Upper airway illnesses are the leading cause of sickness in children all over the world.
They result in many missed school days for the child, and many sleepless nights for the parent. Interestingly most parents do not understand why they occur, and that something can be done to prevent them as well as reduce the severity when they do occur.
What are upper airway illnesses?
The upper airway is the area between the nose and mouth and the larynx (voice box). When we breathe, air passes through this area first before getting into the lower airway (from larynx to the deepest parts of the lungs).
How does this area get sick?
The leading cause of sickness in this area is acute viral infection. This area protects the lower airway. This means, all the dirt and many germs that we take in from the air as we breathe are arrested in the upper airway so that what gets into the lower airway is “clean”. The lymph node collections in the upper airway include the tonsils and the adenoids. They act like police stations, where the body has a collection of the germ fighting cells. Occasionally the system succumbs to invective agents and sickness results.
What sickness is this?

WHAT IS BEING ASKED. Restate the paragraph of the passage on upper airway illnesses that opens "The upper airway is the area" in fewer words, keeping its main facts. The lines that come next are drawn from a separate source.

RECORDS SUPPLIED.
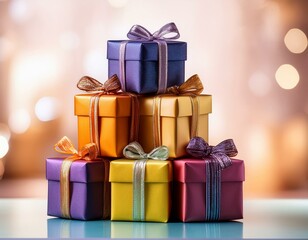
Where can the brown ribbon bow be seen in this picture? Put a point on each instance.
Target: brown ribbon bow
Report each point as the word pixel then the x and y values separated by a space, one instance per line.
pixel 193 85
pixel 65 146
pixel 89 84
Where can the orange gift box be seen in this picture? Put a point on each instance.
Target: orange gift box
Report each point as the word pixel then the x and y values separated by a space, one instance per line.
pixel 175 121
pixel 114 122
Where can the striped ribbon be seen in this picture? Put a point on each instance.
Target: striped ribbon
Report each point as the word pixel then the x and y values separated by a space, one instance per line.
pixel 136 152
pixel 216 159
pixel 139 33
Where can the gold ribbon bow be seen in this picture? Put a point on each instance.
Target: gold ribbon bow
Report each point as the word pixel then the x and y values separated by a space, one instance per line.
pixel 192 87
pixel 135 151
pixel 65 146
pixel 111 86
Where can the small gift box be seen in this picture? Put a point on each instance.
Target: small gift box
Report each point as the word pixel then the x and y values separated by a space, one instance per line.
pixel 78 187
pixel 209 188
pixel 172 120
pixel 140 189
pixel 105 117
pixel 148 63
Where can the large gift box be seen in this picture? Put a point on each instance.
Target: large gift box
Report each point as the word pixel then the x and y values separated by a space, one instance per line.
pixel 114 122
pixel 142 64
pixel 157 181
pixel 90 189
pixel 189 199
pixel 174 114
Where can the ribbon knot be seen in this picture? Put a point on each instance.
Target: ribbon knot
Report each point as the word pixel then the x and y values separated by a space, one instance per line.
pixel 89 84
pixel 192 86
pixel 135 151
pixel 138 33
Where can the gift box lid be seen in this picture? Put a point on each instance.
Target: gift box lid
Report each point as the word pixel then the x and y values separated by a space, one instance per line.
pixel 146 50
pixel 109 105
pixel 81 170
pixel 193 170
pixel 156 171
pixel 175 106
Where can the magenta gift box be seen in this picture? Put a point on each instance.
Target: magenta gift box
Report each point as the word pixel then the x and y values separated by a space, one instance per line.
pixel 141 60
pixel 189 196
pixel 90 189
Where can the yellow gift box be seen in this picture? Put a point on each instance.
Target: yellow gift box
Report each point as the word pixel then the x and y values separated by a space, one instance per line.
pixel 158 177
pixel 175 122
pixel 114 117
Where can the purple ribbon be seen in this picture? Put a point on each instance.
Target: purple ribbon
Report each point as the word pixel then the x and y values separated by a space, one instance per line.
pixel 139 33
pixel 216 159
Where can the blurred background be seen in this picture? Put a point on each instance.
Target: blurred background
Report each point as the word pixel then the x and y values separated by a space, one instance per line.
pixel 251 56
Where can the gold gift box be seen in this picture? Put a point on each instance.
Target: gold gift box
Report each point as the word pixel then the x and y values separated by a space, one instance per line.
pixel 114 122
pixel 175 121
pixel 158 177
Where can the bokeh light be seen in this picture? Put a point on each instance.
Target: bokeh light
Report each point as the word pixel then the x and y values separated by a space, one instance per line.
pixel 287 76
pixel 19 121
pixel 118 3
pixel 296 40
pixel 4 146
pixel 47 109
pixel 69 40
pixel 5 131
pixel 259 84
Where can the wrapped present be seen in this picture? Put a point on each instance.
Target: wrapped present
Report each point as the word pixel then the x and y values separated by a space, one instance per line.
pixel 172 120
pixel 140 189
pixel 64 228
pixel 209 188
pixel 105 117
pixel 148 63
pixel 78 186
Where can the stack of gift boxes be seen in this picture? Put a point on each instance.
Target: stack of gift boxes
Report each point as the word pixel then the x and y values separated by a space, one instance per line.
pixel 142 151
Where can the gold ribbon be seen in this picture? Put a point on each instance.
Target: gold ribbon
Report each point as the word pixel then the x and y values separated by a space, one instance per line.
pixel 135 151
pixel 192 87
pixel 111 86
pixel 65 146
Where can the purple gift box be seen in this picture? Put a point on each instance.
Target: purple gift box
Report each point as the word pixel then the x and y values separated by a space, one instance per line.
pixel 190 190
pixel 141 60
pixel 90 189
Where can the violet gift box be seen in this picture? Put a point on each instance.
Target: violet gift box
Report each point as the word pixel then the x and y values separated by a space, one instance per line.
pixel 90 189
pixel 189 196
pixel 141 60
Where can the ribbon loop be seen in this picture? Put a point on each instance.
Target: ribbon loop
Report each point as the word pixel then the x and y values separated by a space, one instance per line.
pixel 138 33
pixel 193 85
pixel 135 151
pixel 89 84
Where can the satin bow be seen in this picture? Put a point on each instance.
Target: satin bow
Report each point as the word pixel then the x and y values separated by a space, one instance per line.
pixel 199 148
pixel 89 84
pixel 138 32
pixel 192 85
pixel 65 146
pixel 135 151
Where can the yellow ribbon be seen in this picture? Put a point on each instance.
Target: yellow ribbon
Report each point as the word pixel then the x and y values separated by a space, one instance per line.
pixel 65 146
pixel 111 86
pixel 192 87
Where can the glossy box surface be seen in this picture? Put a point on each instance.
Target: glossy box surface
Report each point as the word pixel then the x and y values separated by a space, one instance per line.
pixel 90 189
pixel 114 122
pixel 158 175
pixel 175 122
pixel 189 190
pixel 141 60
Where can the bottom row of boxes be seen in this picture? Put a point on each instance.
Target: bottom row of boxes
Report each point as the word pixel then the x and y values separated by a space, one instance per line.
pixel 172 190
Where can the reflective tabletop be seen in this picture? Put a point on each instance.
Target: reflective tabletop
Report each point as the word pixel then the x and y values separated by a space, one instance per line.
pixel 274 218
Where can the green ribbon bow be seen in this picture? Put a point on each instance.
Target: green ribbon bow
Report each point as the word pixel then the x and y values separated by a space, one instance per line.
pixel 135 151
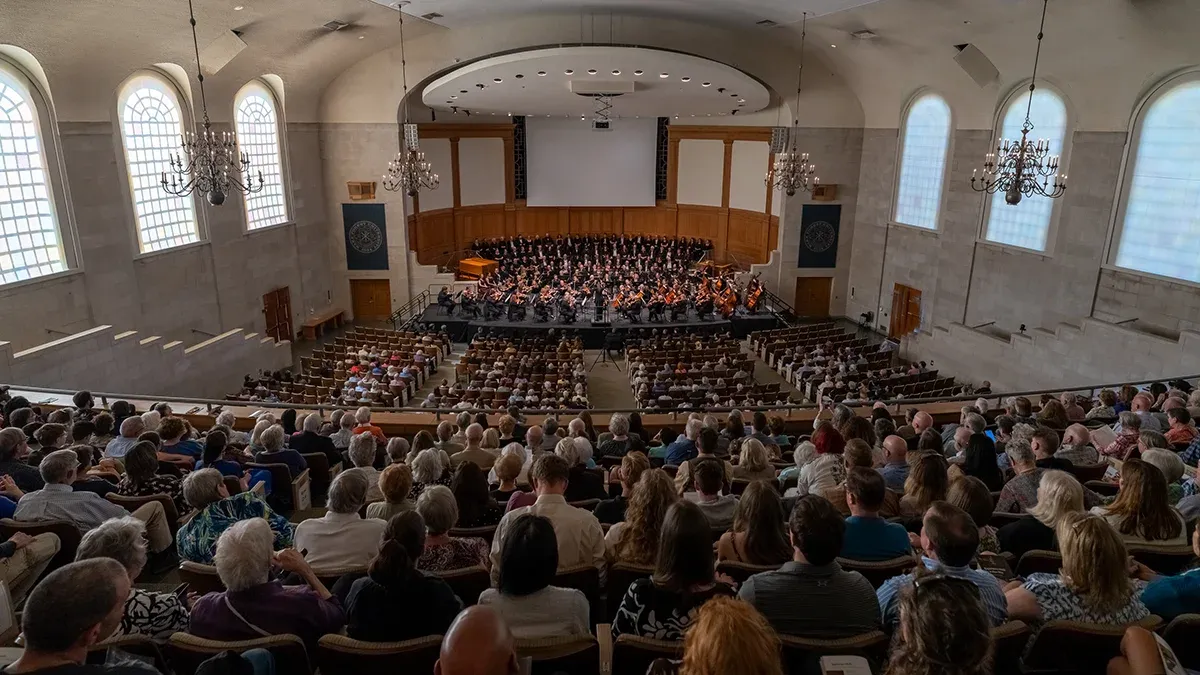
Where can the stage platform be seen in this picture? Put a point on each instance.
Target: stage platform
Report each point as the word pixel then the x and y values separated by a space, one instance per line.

FINISHED EXERCISE. The upper airway runs from the nose and mouth to the larynx (voice box). Inhaled air passes through it before reaching the lower airway, which extends from the larynx to the deepest parts of the lungs.